Update the listing below by changing each "Locate" to "Find" and reproduce every line with nothing else altered.

>> start Source material

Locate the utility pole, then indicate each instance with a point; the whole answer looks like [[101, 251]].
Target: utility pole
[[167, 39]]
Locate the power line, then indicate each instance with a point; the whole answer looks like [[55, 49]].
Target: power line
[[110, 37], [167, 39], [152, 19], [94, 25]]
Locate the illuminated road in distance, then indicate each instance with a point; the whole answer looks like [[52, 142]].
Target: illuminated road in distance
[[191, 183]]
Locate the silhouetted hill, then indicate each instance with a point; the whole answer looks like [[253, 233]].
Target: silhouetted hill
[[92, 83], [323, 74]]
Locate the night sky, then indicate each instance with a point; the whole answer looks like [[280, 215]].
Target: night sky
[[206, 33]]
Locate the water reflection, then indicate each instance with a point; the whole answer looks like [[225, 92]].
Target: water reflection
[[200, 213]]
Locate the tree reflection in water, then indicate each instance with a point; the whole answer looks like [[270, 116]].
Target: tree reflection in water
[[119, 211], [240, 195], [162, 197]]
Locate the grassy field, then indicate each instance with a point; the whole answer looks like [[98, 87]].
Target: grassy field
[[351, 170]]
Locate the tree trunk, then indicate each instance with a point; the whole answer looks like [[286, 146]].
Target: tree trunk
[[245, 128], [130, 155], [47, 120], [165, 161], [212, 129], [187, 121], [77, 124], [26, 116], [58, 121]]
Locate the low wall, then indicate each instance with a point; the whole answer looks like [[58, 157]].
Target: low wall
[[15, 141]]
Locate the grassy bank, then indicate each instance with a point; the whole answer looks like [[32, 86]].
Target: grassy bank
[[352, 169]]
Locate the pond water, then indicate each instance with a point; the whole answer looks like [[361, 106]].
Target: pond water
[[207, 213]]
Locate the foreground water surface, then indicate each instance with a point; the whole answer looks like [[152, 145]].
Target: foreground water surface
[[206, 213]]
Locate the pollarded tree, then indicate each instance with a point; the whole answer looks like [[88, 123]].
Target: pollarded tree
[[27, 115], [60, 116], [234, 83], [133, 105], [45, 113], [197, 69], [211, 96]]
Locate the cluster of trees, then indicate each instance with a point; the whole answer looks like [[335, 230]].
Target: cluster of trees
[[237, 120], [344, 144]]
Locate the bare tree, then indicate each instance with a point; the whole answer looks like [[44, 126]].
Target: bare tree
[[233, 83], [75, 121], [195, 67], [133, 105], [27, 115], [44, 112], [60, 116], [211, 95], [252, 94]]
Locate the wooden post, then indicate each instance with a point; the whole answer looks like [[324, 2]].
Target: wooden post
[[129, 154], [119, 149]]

>> end Source material

**Final answer:**
Find the utility pole, then indicate each instance with a point; the whole answer looks like [[101, 251]].
Target: utility pole
[[167, 39]]
Find the power line, then indicate each instance with a point; the whole answer looks like [[55, 49]].
Target: power line
[[110, 37], [167, 39], [152, 19], [94, 25]]
Find the illuminated road in distance, then indicate each instance with a point; the whole answer looks like [[52, 142]].
Target: illuminated road in distance
[[191, 183]]
Find the silhouetted hill, then indicate each instance with a point; the whole answer looks like [[253, 233]].
Target: silhouetted hill
[[92, 83], [323, 74]]
Find the night sky, then indicate each instance with a point; the whole answer looks like [[280, 215]].
Target: night sky
[[206, 33]]
Find the water reflection, then indicate each instance with a point; the whole answer looks like [[225, 92]].
Target: water reflection
[[200, 213]]
Find the tree reflection in water, then indicate each instance with a point; the whole answer looks like [[270, 116]].
Target: tree reflection in water
[[119, 211], [240, 195], [162, 197]]
Find the grassy field, then indicate each instance with a point; the whole answer looks like [[98, 87]].
Target: grassy field
[[351, 170]]
Find the tree trunk, then indicate each instance with a point; the whole answer looks like [[286, 146]].
Target: tree trunk
[[245, 128], [130, 155], [47, 120], [165, 161], [212, 129], [187, 121], [77, 124], [26, 116], [58, 121]]
Find the low wall, then indicate each instance with a point; the whole answer looks like [[58, 157]].
Target: low wall
[[15, 141]]
Find the grassy bank, then indicate each instance with a point; the whole answer looks like [[32, 86]].
Target: grassy bank
[[352, 169]]
Find the pond water, then indicate each instance with a point; the whole answer looks like [[361, 106]].
Target: pond water
[[207, 213]]
Find the foreground water surface, then indicate each instance with a point; the whole answer looks like [[152, 145]].
Target: foreground water surface
[[206, 213]]
Find the pollarded tree, then indicate each instance with a point; the whole answer looks like [[88, 123]].
Target: pollarded tree
[[27, 115], [60, 116], [234, 83], [133, 105], [45, 113], [197, 69], [211, 96]]
Find the cluster of trees, then indicate each instance with a point; the whole answer looks like [[335, 230]].
Target: cluster of trees
[[237, 120], [344, 144]]
Find the bare tree, then indicate each instance with a point; the whole answer looks like [[44, 126]].
Target: bare tree
[[233, 83], [75, 121], [195, 67], [133, 105], [27, 115], [44, 112], [60, 116], [211, 95], [252, 94]]
Find the wooden post, then indicate each instance with a point; the whole answer looks like [[324, 2]].
Target: wooden post
[[129, 154], [119, 149]]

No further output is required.